Document excerpt.
------------------------------------------------------------

In general, crippling hacks aren't terribly useful -- they're embarassing and
harmful to the targets, especially in shaking confidence. But they're not
particularly useful to a general attacker. Having insider access to a
television or broadcast entity would itself be useful.

Other options might be to test (or prove) the capability to take a target
down, particularly in preparation for other more advanced capabilities.

The more successful parasites don't disable hosts, but hijack them to their
own ends. That is something I'd find more troubling.

Online searches don't show much at Schneier or other security-minded blogs. Am
I missing something?

I did find a Friday Squid discussion:
[https://www.schneier.com/blog/archives/2015/04/friday_squid_...](https://www.schneier.com/blog/archives/2015/04/friday_squid_bl_473.html)

------
woliveirajr
> And that is indicative of a new trend: attacks with physical-world
> consequences.

------------------------------------------------------------

Task brief. Print the portion of the hacking thread between "In general, crippling" and "find more troubling.", inclusive. The lines after this text have no role here.

------------------------------------------------------------

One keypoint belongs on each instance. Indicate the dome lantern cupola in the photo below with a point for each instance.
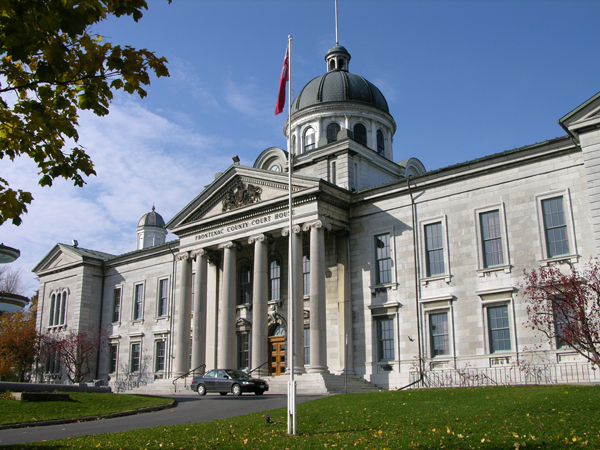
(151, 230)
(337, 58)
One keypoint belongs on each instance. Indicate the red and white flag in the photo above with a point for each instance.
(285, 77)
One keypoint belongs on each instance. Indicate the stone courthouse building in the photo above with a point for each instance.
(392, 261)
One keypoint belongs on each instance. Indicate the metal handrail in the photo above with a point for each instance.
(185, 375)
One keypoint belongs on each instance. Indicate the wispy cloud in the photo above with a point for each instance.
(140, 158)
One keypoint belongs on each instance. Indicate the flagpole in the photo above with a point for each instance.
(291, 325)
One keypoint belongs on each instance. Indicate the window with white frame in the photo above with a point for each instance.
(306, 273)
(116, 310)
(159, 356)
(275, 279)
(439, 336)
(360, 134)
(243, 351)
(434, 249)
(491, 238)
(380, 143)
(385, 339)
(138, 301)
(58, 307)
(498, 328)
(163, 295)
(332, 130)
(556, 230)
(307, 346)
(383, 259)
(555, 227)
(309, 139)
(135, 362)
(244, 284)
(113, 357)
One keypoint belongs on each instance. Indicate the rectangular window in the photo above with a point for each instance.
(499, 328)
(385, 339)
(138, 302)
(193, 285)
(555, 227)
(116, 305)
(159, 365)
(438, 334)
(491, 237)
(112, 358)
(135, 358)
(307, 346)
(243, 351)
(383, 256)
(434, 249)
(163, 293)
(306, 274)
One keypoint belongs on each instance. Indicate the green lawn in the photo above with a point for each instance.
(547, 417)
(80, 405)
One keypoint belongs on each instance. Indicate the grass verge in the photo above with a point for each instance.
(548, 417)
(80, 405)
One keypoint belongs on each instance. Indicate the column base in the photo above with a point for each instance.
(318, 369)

------------------------------------------------------------

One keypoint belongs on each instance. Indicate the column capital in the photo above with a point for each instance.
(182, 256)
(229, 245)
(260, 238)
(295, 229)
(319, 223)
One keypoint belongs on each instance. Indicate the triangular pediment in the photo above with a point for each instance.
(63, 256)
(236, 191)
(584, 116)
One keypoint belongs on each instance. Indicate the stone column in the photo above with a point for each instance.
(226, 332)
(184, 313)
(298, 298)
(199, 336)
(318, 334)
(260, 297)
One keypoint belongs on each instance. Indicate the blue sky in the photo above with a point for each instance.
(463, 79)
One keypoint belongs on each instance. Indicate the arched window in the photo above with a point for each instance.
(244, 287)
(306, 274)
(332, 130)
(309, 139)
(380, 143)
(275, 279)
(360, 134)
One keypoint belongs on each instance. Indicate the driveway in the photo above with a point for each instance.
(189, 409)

------------------------------------------------------------

Reply to the exercise.
In general, crippling hacks aren't terribly useful -- they're embarassing and
harmful to the targets, especially in shaking confidence. But they're not
particularly useful to a general attacker. Having insider access to a
television or broadcast entity would itself be useful.

Other options might be to test (or prove) the capability to take a target
down, particularly in preparation for other more advanced capabilities.

The more successful parasites don't disable hosts, but hijack them to their
own ends. That is something I'd find more troubling.